▶ CHALLENGE: Put every line of the listing below into a JSON list of strings, one string per line, with blank lines left out. Leave the pictures out of the answer.

▶ RECORDS SHOWN:
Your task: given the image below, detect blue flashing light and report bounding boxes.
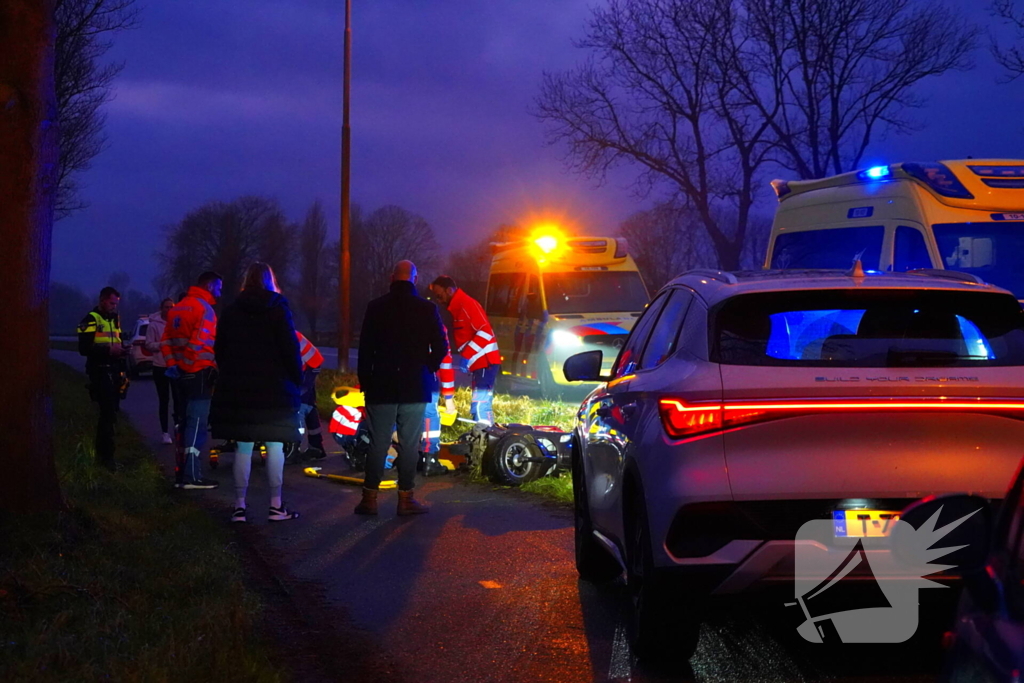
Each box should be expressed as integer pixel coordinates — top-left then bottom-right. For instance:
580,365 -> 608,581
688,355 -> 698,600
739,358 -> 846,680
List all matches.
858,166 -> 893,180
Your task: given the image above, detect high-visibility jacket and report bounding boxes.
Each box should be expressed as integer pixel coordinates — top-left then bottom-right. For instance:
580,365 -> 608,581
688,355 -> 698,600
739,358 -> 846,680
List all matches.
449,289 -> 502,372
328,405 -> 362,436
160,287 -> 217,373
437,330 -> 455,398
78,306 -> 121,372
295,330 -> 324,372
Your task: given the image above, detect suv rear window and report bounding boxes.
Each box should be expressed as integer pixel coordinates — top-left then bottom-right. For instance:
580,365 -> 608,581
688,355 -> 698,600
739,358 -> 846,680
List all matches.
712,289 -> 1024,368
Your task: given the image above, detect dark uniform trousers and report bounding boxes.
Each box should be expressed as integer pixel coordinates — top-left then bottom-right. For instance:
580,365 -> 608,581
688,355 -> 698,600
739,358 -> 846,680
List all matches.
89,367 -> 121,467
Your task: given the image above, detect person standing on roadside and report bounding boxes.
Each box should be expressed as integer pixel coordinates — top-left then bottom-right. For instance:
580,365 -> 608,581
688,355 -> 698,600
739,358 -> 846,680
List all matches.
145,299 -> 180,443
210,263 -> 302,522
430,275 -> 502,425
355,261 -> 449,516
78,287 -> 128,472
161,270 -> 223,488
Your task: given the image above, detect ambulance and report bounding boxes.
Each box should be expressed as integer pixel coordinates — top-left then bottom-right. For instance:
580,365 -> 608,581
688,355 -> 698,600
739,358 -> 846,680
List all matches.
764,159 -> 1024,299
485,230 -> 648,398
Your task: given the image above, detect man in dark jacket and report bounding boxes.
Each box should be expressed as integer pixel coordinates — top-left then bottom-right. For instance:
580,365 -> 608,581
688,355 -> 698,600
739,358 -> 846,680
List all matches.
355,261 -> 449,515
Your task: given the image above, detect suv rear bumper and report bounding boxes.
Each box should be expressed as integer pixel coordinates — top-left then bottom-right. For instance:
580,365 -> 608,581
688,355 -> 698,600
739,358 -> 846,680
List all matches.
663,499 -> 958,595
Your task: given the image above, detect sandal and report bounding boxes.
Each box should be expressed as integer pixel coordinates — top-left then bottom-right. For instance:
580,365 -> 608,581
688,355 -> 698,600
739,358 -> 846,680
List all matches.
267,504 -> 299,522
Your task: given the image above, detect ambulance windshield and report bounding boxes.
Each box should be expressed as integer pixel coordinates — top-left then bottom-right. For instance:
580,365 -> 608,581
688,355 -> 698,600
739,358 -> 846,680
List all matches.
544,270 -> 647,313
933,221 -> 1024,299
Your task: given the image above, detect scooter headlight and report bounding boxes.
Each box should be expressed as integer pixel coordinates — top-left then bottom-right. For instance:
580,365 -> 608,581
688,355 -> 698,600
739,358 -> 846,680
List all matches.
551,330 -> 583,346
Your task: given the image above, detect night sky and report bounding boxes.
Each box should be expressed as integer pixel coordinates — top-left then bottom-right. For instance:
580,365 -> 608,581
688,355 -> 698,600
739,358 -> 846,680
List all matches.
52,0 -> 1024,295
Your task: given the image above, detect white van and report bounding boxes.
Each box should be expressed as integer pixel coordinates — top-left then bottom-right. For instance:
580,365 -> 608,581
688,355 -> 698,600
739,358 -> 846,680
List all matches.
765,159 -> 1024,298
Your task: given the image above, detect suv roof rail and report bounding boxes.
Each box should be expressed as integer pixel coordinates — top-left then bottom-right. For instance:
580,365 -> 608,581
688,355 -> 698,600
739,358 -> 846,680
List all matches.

▶ WRITTEN ANSWER:
[
  "Your task: given the image below, detect blue flashing light and report bounding boxes.",
  "Each box should be expressed as integer pixel coordinates — top-left then bottom-right. For instance:",
  "580,365 -> 608,581",
  "688,355 -> 698,600",
  "739,358 -> 846,680",
  "List all matches.",
  "858,166 -> 893,180",
  "Your task: given the image above, detect high-visibility jacket and report bounding boxes.",
  "Each box should be expressed as integer pixel coordinates — top-left then bottom-right. For instance:",
  "580,365 -> 608,581",
  "688,355 -> 698,600",
  "739,358 -> 846,680",
  "List all matches.",
  "449,289 -> 502,372",
  "328,405 -> 362,436",
  "160,287 -> 217,373",
  "437,330 -> 455,398",
  "78,306 -> 121,372",
  "295,330 -> 324,372",
  "Your task: given the image above, detect suv rear window and report bounding boxes.",
  "Each box should be expressed as integer pixel coordinates — top-left then bottom-right. For instance:",
  "580,365 -> 608,581",
  "688,355 -> 698,600",
  "739,358 -> 846,680",
  "List all matches.",
  "712,289 -> 1024,368",
  "Your task: given the image above, detect dark uniform trousers and report bounding boxes.",
  "Each box should be expressed as integer pixel coordinates — top-left then bottom-right. For instance:",
  "580,365 -> 608,581",
  "688,355 -> 698,600",
  "739,358 -> 846,680",
  "List all matches.",
  "89,367 -> 121,467",
  "Your task: given the image above, detect person standing on roadside and report bounding boxes.",
  "Each box should be expressed as integer pixel coordinates — top-left then bottom-right. For instance:",
  "580,365 -> 608,581",
  "688,355 -> 698,600",
  "739,358 -> 846,680",
  "List all matches.",
  "145,299 -> 180,443",
  "210,263 -> 302,522",
  "430,275 -> 502,425",
  "355,261 -> 449,516",
  "78,287 -> 128,472",
  "161,270 -> 223,488",
  "Your task: given the image above, detect ambulance and report bounding boxes.",
  "Each box should be expressed as integer pixel coordinates — top-left then bottom-right. For instance:",
  "580,365 -> 608,581",
  "688,355 -> 698,600",
  "739,358 -> 846,680",
  "List all matches.",
  "764,159 -> 1024,299",
  "485,230 -> 648,398",
  "Your task: given the image above, detect man in dark jacket and report bounding boxes.",
  "Each box should be expressed as integer pixel coordinates — top-left then bottom-right. For instance:",
  "580,365 -> 608,581",
  "688,355 -> 698,600",
  "739,358 -> 846,680",
  "List all matches.",
  "355,261 -> 449,515",
  "Your task: given the image above, detect suv rear bumper and report bounding boxes.",
  "Each box should be expressed as integer pixel coordinates — top-left then bottom-right. For instance:",
  "580,365 -> 608,581",
  "688,355 -> 698,600",
  "739,358 -> 846,680",
  "List all matches.",
  "663,499 -> 958,595",
  "Your task: given the image above, detect sandal and report bounding boxes.",
  "Each box should be expressed as integer pixel coordinates — top-left then bottom-right. For instance:",
  "580,365 -> 608,581",
  "688,355 -> 698,600",
  "739,358 -> 846,680",
  "List all matches.",
  "267,504 -> 299,522",
  "Your task: given the image above, detect ambulance windshield and report bounding boxes.",
  "Each box should be expressed as integer pixel coordinates — top-left then bottom-right. For instance:",
  "580,365 -> 608,581",
  "688,355 -> 698,600",
  "739,358 -> 846,680",
  "List all matches.",
  "544,270 -> 647,313",
  "933,221 -> 1024,299",
  "Your task: given the image above, detect scooter headlight and report bounding boxes.",
  "Each box should be expressed as integer pixel coordinates — top-left then bottom-right. For instance:",
  "580,365 -> 608,581",
  "688,355 -> 698,600",
  "739,358 -> 846,680",
  "List all matches.",
  "551,330 -> 583,346",
  "Your task: given the image above, detect night sky and report bounding boxes.",
  "Each box should be expressed as integer pixel coordinates — top-left then bottom-right. For instance:",
  "580,365 -> 608,581",
  "688,355 -> 698,600",
  "739,358 -> 846,680",
  "List all matches.",
  "52,0 -> 1024,295",
  "Your task: given the image above, detect white van and report bounding boxes.",
  "Each box should be expressed as integer pixel coordinates — top-left then bottom-right. For instance:",
  "580,365 -> 608,581",
  "688,355 -> 698,600",
  "739,358 -> 846,680",
  "List all matches.",
  "765,159 -> 1024,298",
  "Your task: given the image above, detect suv roof rail and report bounding boxes.",
  "Each box should be expressed as integer pixel coordinates — top-left then bottom-right. For instance:",
  "580,365 -> 608,581",
  "688,355 -> 698,600",
  "739,358 -> 846,680",
  "List all matches."
]